OBJETIVO DO EXERCÍCIO
Liste cada linha da listagem abaixo que contém a sequência "storefront", copiando-a por inteiro. A distinção entre maiúsculas e minúsculas deve ser respeitada.

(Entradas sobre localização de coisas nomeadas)
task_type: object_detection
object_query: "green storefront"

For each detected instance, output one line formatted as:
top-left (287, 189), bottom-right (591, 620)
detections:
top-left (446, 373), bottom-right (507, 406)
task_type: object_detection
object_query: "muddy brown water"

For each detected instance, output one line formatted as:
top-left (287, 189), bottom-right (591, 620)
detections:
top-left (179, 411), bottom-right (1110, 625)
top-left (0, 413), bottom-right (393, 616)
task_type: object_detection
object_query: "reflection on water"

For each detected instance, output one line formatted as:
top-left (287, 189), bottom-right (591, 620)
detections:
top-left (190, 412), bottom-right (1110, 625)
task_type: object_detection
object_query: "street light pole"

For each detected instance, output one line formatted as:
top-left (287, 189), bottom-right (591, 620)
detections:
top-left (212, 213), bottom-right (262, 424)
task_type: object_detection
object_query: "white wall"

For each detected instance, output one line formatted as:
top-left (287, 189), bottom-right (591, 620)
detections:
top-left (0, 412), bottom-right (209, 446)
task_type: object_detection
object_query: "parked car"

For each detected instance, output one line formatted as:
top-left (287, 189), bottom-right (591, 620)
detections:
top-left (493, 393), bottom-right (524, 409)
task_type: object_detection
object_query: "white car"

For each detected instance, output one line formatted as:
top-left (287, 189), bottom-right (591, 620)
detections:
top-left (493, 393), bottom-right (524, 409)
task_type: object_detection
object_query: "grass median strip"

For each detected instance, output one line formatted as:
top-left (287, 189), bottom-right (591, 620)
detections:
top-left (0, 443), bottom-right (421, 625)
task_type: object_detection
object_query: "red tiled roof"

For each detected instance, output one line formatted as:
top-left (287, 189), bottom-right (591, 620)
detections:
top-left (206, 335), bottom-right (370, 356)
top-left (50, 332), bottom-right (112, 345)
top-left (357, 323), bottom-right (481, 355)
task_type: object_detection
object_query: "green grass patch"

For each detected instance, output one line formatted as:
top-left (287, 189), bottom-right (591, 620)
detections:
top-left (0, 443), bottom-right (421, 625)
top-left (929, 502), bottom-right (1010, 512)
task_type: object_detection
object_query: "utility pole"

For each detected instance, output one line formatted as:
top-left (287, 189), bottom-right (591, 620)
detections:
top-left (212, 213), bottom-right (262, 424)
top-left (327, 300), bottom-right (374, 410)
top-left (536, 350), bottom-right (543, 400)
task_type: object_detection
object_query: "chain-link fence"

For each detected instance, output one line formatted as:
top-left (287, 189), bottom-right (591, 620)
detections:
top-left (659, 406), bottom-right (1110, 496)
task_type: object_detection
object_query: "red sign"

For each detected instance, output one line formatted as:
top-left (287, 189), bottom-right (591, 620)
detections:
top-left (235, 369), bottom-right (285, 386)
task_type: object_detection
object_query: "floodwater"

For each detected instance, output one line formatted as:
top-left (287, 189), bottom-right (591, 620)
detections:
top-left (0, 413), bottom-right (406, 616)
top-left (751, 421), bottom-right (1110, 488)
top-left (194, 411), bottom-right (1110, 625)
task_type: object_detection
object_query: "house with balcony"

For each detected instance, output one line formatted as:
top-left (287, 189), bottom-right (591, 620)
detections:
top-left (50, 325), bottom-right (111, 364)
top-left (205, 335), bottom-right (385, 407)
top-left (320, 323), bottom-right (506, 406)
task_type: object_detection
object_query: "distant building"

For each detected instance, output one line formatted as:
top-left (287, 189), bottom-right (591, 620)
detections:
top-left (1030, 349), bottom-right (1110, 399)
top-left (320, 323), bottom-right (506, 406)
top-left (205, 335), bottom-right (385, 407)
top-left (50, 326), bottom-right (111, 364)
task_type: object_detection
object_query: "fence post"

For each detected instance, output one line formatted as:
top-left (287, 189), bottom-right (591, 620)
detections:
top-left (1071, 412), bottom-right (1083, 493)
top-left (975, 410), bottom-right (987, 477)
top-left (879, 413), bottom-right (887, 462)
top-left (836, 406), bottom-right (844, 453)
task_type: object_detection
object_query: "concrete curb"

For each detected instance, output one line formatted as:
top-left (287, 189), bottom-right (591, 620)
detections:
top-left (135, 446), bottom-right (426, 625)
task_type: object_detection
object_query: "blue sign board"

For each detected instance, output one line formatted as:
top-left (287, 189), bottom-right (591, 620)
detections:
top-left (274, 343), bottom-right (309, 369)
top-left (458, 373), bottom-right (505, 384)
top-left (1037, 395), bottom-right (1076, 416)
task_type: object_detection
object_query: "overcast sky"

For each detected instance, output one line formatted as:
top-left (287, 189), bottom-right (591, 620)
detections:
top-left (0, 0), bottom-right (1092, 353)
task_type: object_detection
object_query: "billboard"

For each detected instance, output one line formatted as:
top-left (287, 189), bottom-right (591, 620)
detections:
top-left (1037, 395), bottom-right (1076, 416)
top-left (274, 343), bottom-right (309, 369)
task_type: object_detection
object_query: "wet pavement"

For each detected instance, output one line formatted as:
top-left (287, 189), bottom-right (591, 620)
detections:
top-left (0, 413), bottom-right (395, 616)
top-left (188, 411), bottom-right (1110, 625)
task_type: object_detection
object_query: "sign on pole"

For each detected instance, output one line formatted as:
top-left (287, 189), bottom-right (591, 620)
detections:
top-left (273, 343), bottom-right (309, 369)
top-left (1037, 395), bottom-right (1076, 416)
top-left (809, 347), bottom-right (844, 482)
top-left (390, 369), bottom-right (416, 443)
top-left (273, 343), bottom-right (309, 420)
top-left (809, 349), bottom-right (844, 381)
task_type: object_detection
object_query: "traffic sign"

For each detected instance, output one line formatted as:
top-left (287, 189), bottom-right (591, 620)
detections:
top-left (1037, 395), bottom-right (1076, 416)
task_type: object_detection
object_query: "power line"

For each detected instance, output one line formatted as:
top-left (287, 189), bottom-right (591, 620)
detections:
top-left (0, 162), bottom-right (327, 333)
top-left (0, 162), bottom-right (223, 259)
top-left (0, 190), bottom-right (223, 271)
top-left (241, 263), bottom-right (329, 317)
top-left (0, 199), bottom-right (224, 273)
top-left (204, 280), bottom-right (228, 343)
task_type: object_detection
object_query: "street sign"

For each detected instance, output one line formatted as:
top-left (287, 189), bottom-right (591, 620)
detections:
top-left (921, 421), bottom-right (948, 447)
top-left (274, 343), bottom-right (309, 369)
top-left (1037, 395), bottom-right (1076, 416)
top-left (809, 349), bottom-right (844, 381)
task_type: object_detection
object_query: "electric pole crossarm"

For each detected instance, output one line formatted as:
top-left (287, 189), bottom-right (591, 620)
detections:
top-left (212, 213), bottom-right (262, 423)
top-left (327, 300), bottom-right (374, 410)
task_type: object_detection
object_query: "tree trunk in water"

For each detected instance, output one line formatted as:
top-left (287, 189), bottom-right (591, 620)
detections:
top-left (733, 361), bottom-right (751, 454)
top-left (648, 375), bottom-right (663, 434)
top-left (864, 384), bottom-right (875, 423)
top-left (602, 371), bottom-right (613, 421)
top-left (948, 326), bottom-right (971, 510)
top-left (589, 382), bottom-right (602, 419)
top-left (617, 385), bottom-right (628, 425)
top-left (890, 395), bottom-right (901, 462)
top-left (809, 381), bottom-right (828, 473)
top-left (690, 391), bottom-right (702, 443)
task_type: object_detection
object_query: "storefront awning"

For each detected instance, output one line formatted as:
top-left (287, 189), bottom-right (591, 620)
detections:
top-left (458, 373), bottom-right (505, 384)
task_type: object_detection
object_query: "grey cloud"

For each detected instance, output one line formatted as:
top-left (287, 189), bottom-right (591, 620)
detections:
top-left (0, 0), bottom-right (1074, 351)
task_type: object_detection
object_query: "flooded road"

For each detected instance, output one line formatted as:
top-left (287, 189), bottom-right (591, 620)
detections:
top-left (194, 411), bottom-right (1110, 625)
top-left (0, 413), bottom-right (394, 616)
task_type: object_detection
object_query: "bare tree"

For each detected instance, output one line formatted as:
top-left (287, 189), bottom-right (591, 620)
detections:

RESPOSTA ESCRITA
object_query: "green storefront"
object_query: "storefront awning"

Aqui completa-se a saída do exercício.